▶ What you have to do: Repeat the material exactly as it appears.

▶ Spatial annotation records:
::::::
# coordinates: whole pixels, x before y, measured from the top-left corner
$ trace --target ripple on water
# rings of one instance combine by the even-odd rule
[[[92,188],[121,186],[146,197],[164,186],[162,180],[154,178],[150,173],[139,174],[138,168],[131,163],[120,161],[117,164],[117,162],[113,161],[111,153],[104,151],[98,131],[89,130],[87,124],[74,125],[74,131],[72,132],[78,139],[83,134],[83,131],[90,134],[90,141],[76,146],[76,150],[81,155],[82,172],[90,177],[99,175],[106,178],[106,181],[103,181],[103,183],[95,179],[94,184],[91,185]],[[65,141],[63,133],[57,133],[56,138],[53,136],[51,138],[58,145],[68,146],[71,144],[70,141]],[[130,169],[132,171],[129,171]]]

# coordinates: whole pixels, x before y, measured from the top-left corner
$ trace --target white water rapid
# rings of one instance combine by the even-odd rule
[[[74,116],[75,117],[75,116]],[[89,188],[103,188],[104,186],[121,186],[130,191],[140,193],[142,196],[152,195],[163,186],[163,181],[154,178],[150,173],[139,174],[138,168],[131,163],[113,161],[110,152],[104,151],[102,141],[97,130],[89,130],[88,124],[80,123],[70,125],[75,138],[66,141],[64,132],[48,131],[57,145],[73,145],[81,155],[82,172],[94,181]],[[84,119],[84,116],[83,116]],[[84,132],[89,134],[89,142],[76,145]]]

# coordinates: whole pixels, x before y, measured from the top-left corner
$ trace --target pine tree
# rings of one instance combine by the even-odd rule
::::::
▶ Final answer:
# coordinates: whole pixels, x before y, measured from the top-left corner
$ trace --target ripple on water
# rings of one instance combine by the even-odd rule
[[[92,188],[121,186],[146,197],[164,186],[162,180],[154,178],[150,173],[139,174],[138,168],[131,163],[120,161],[117,164],[117,162],[113,161],[111,153],[104,151],[98,131],[89,130],[87,124],[74,125],[74,131],[72,132],[78,139],[83,134],[83,131],[90,134],[90,141],[76,146],[76,150],[81,155],[82,172],[90,177],[99,175],[106,178],[106,181],[103,181],[103,183],[95,179],[94,184],[91,185]],[[65,141],[63,133],[57,133],[56,138],[53,136],[51,138],[58,145],[68,146],[71,144],[70,141]],[[130,169],[132,171],[129,171]]]

# coordinates: whole pixels, x before y, measured from the top-left corner
$ trace --target white water rapid
# rings of one instance combine by the even-odd rule
[[[74,116],[75,117],[75,116]],[[89,188],[103,188],[104,186],[121,186],[130,191],[140,193],[142,196],[152,195],[163,186],[163,181],[154,178],[150,173],[139,174],[138,168],[131,163],[113,161],[110,152],[104,151],[102,141],[97,130],[89,130],[88,124],[80,123],[70,125],[75,138],[66,141],[64,132],[48,131],[57,145],[73,145],[81,155],[82,172],[94,181]],[[84,119],[84,116],[83,116]],[[84,132],[89,134],[89,142],[76,145]]]

# coordinates: whole pixels, x before y, measured from the top-left corner
$ trace --target pine tree
# rings of one instance combine by the even-odd rule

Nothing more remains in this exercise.